TASK INSTRUCTIONS:
A: According to the article on tech companies and customer trust, which three firms posted solid quarterly profits this week?
B: Continue the article on tech companies and customer trust from its last sentence.

EXTRACTED TEXT:
It’s been the question on everyone’s minds for weeks now. Can tech companies still reap profits and make as much for investors while regaining the trust of many of their customers?
The leaders of those firms are getting mixed messages. This week Google, Facebook, and Twitter posted solid quarterly profits. But their stock prices have fallen considerably on worries that the firms are increasing their spending significantly on, in part, security to protect customer data. (Facebook's stock rallied after its earnings release but the stock is still down significantly since March, when reports about privacy lapses came out.) Experts say it puts in stark relief the debate raging across organizations worldwide: Which is more important, a company sticking to its purpose or maximizing its profits? “They’ve lost a lot of trust; now they have to reestablish their purpose and prove that they’re going to serve customers,” says Kevin Cashman, a Korn Ferry senior client partner and leadership coach.

EXCERPTED DATA:
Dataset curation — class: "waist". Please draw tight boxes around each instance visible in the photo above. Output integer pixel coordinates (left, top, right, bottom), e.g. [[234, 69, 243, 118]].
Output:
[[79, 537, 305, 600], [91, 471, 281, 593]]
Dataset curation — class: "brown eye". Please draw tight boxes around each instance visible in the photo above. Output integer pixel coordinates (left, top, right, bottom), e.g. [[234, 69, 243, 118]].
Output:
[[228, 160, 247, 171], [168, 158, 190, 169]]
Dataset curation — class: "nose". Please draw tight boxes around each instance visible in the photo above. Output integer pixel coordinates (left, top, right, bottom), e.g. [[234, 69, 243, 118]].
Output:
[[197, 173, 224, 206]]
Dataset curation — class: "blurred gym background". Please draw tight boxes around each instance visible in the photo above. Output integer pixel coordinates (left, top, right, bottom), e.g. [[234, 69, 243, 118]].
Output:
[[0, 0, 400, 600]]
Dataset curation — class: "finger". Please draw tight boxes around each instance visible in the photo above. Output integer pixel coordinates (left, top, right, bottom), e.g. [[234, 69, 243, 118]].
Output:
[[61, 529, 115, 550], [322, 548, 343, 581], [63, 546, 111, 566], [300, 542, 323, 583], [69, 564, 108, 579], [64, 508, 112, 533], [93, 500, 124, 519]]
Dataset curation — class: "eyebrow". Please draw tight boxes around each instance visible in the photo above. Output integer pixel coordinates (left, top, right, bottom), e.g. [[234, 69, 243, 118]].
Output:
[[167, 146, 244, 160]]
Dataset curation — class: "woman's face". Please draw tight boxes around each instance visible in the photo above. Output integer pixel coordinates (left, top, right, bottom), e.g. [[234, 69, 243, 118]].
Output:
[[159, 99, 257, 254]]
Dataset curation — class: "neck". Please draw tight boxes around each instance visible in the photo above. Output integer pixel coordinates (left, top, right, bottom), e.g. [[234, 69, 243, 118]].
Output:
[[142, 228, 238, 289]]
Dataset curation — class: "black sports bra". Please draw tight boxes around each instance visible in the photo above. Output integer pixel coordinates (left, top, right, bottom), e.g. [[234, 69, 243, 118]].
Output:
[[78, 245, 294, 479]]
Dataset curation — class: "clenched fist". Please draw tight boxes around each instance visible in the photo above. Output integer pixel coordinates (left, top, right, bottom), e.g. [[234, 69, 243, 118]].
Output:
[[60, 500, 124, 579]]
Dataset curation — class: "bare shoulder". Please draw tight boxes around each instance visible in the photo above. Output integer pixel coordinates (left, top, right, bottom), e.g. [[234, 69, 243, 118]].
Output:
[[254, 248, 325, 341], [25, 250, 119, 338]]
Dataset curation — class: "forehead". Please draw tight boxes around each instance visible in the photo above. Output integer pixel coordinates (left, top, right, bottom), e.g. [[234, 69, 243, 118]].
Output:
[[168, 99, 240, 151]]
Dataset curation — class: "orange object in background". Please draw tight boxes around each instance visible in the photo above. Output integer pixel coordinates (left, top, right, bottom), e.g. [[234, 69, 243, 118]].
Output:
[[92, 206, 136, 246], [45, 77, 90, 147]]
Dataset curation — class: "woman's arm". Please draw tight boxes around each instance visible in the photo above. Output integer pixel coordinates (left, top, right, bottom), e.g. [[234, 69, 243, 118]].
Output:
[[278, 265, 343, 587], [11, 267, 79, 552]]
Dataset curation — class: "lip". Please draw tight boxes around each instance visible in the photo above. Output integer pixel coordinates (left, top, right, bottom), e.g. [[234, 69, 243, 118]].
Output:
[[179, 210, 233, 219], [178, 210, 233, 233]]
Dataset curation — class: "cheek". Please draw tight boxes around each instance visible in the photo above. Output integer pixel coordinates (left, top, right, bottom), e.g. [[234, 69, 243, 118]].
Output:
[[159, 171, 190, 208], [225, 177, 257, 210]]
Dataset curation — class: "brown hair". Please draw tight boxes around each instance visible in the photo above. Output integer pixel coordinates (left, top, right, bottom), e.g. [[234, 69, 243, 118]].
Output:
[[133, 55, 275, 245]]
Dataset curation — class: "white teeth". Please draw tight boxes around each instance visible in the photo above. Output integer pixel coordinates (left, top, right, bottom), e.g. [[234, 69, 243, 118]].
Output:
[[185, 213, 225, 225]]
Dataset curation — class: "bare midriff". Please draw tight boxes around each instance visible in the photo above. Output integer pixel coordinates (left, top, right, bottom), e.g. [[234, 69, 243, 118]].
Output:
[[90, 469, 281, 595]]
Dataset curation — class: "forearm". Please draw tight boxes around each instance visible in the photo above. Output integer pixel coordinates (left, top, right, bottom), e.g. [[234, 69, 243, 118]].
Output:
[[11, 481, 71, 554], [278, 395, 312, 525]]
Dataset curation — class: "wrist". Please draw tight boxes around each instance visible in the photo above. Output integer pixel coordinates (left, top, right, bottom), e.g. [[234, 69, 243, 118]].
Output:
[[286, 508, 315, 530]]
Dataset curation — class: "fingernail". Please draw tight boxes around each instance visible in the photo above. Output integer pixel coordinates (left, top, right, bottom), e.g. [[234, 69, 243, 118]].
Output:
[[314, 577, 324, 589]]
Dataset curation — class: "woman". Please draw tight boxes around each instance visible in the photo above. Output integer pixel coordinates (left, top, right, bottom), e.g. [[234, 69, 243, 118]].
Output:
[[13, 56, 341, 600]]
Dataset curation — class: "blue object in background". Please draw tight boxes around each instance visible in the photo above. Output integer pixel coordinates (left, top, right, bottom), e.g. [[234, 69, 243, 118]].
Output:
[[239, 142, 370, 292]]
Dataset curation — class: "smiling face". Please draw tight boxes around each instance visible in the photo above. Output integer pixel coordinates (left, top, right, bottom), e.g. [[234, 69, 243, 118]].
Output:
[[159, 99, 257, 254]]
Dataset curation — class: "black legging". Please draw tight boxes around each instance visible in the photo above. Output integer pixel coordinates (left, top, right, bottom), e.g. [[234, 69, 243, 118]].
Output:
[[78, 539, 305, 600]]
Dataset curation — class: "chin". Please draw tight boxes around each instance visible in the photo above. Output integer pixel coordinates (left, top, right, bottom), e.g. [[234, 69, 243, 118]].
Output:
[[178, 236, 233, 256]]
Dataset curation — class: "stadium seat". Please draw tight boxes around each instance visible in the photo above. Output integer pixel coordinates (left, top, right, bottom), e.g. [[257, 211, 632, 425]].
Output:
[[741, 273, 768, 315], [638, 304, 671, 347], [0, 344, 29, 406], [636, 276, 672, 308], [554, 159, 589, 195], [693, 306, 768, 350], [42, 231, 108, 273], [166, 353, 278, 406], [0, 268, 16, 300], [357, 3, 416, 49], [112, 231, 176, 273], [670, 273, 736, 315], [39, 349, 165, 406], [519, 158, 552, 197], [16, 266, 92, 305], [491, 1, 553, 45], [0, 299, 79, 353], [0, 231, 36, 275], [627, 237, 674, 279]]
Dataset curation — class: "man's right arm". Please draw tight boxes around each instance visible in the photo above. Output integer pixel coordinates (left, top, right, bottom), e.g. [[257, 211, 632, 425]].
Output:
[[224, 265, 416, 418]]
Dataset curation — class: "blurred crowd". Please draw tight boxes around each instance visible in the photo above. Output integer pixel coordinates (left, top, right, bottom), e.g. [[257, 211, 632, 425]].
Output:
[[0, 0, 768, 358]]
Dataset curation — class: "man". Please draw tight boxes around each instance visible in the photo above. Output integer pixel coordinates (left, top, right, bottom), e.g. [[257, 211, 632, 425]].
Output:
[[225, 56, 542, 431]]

ANSWER SECTION:
A: Google, Facebook, and Twitter.

B:
There’s a growing body of research that says these purpose-driven firms—ones that place their top commitment to something other than generating profits—are more profitable for their investors in the long run. But theories and causes can get tossed when stock prices or profit outlooks tip the wrong way. “Most companies do not lack purpose or values, they lack the courage, clarity, and commitment to actually live them,” Cashman says.
According to Kari Browne, a Korn Ferry senior client partner and global co-head of the firm's Fintech, Payments, and Transaction Processing practice, it isn’t unheard of for firms to make changes to their business practices based on their stated purpose, or to change their purpose entirely. In March, Citigroup said people could no longer use its products to buy guns unless they passed a background check and were over the age of 21. “Banks serve a societal purpose. We believe our investors want us to do this and be responsible corporate citizens,” the firm’s CEO, Michael Corbat, said after announcing the change. A move like Citigroup's on any issue is "unprecedented," for a major bank, Browne says. It remains to be seen whether the bank’s change impacts its bottom line.
And two years ago, Nintendo, known for its video games and other entertainment products, altered its own articles of incorporation to allow it to sell medical devices, manage restaurants, and license its name to many more industries. The firm’s leaders said the changes reflected the company’s desire to improve people’s “quality of life,” not just provide entertainment. Its stock price has more than doubled since.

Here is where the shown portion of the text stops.